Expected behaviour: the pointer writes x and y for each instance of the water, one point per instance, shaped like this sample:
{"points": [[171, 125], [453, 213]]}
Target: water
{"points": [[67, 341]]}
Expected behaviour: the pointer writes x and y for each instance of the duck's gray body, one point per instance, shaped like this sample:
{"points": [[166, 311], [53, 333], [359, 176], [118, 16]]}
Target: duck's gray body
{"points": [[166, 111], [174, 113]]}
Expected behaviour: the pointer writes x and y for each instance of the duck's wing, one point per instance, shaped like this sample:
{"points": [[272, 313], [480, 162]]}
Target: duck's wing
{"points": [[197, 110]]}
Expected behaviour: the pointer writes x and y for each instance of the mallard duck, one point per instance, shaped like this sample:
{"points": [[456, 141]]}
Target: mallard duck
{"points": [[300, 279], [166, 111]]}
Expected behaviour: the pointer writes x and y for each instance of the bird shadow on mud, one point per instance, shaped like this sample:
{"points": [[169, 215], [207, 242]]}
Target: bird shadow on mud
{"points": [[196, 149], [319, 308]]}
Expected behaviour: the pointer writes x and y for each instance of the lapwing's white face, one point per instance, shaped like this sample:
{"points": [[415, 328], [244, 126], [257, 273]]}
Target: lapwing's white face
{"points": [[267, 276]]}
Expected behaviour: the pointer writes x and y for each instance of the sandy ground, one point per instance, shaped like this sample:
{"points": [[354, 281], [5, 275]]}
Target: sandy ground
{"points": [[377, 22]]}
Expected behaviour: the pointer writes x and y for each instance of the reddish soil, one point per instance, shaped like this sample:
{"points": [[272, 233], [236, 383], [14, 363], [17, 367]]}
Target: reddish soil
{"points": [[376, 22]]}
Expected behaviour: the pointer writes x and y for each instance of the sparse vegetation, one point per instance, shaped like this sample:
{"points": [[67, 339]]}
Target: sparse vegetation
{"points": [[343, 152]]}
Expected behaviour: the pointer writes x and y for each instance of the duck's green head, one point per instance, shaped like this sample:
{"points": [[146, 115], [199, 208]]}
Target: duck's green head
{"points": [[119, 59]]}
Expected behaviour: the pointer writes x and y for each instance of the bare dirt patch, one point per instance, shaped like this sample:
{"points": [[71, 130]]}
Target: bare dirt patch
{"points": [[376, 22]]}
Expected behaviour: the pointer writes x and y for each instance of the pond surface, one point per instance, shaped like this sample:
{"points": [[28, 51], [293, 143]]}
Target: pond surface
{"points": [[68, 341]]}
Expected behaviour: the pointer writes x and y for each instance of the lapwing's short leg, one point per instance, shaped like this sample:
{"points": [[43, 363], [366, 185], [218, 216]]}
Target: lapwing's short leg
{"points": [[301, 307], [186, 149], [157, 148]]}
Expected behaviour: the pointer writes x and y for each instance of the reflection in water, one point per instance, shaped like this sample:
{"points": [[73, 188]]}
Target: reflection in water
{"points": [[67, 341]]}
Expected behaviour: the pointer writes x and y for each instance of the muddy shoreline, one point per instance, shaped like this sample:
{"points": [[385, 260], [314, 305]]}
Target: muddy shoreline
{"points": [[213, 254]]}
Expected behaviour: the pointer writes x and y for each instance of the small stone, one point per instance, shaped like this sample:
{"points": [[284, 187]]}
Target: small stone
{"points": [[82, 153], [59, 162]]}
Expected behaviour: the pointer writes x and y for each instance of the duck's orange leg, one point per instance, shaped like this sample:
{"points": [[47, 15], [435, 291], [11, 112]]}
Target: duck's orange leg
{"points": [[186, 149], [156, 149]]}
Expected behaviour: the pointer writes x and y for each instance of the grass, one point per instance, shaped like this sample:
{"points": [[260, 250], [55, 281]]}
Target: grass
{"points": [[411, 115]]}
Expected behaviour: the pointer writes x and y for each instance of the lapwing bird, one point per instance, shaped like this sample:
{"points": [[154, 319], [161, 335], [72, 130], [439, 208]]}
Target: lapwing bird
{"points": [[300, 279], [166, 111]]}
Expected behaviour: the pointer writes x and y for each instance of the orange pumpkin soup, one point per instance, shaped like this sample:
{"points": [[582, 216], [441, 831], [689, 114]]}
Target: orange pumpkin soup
------------------------------------------------
#### THE PROBLEM:
Using the material above, work out how many lines contain the string "pumpkin". Give the number only.

#### RESULT FOR THIS TASK:
2